EXERCISE TEXT:
# Look at this BS about German Shepherds!



## Crabtree (Jan 6, 2006)

Was surfing around and came across this site. What the heck?

http://www.petsmo.com/pets/pet47.html


> Quote:


"German Shepherds with their wolf-like appearance are seen in may places as guard dogs or as police or military dogs. 


Their facility in these roles makes them less than ideal for a family pet, especially with young children or the elderly." 



I don't know about you guys but my gang love kids! It's no wonder people in general are afraid of GSD's.


----------



## emjworks05 (May 30, 2008)

Same here, my dogs love kids!


----------



## AbbyK9 (Oct 11, 2005)

I noticed that there does not seem to be a way to contact the owners or administrators of that website. I did a WhoIs, so if you guys want to let them know how you feel about the "quality" (or lack thereof) of information on their page, that would be the way to do it.

Registered through: GoDaddy.com, Inc. (http://www.godaddy.com)

DATA SUPPLIED:
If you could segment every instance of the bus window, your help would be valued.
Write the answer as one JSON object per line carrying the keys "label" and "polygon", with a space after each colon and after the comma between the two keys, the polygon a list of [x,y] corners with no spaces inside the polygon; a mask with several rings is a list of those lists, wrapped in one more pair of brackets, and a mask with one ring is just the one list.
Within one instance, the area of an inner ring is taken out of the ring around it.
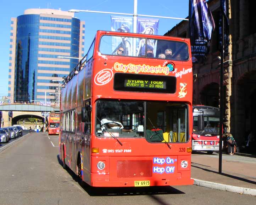
{"label": "bus window", "polygon": [[[166,58],[183,61],[189,59],[188,47],[185,43],[153,39],[104,35],[101,39],[99,50],[106,55]],[[168,54],[168,51],[171,52],[171,54]]]}

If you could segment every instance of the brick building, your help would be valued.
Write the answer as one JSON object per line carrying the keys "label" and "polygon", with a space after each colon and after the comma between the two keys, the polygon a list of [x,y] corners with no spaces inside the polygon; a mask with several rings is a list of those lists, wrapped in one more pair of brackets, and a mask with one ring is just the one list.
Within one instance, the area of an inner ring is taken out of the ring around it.
{"label": "brick building", "polygon": [[[256,133],[256,2],[227,1],[229,45],[224,62],[224,124],[240,145],[248,132]],[[219,0],[207,4],[215,23],[209,54],[202,63],[193,66],[193,104],[219,106],[220,55],[217,31]],[[188,23],[182,21],[165,35],[188,37]]]}

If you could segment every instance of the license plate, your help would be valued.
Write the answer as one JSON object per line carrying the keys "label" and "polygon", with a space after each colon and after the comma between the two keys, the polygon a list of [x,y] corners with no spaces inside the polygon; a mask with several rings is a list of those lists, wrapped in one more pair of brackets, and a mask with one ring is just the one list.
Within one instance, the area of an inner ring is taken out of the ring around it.
{"label": "license plate", "polygon": [[135,187],[148,187],[150,186],[150,181],[134,181]]}

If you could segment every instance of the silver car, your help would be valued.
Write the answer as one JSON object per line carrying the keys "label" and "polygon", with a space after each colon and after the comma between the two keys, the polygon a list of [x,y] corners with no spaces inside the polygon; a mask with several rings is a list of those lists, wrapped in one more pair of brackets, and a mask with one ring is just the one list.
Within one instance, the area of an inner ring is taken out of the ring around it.
{"label": "silver car", "polygon": [[5,130],[6,133],[8,134],[9,140],[8,141],[11,140],[11,130],[10,130],[10,128],[7,127],[4,127],[2,128],[3,130]]}
{"label": "silver car", "polygon": [[0,129],[0,137],[1,142],[8,142],[9,141],[9,136],[6,131],[3,129]]}
{"label": "silver car", "polygon": [[12,127],[8,127],[11,131],[11,139],[15,139],[17,137],[17,133],[15,133],[15,131],[14,130],[13,128]]}

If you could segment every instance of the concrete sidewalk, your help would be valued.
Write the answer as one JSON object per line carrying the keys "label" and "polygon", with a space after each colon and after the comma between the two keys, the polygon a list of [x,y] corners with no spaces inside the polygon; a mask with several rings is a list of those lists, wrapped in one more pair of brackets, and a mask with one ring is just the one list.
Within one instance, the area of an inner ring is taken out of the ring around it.
{"label": "concrete sidewalk", "polygon": [[222,154],[221,174],[218,172],[218,153],[193,154],[191,177],[194,184],[256,196],[256,158],[239,154]]}

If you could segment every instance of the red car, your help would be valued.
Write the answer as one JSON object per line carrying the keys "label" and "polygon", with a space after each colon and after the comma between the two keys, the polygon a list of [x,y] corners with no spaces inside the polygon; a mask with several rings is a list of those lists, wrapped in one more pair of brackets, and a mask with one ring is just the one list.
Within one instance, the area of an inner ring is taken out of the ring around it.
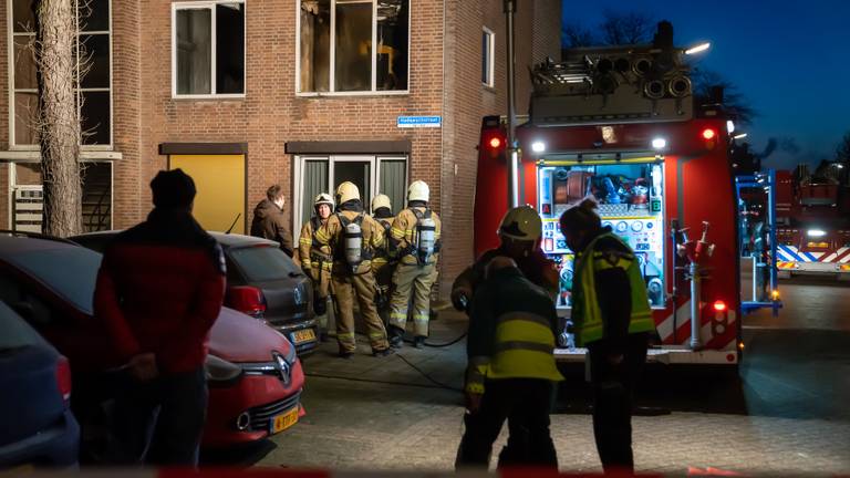
{"label": "red car", "polygon": [[[100,263],[100,253],[70,241],[0,233],[0,300],[70,358],[74,376],[84,377],[76,384],[92,383],[92,376],[122,365],[92,316]],[[92,350],[99,351],[96,356]],[[304,414],[304,374],[294,346],[240,312],[224,308],[212,326],[207,378],[205,447],[259,440]],[[83,393],[80,386],[77,392]]]}

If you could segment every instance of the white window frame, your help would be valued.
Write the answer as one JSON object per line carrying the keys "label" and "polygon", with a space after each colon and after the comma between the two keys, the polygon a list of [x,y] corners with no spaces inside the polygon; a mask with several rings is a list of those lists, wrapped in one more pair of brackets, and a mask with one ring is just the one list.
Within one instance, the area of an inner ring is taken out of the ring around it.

AIM OF THE EXERCISE: List the usernames of everyone who posted in the forum thread about German Shepherds.

REPLY TO THE TASK: Crabtree, emjworks05, AbbyK9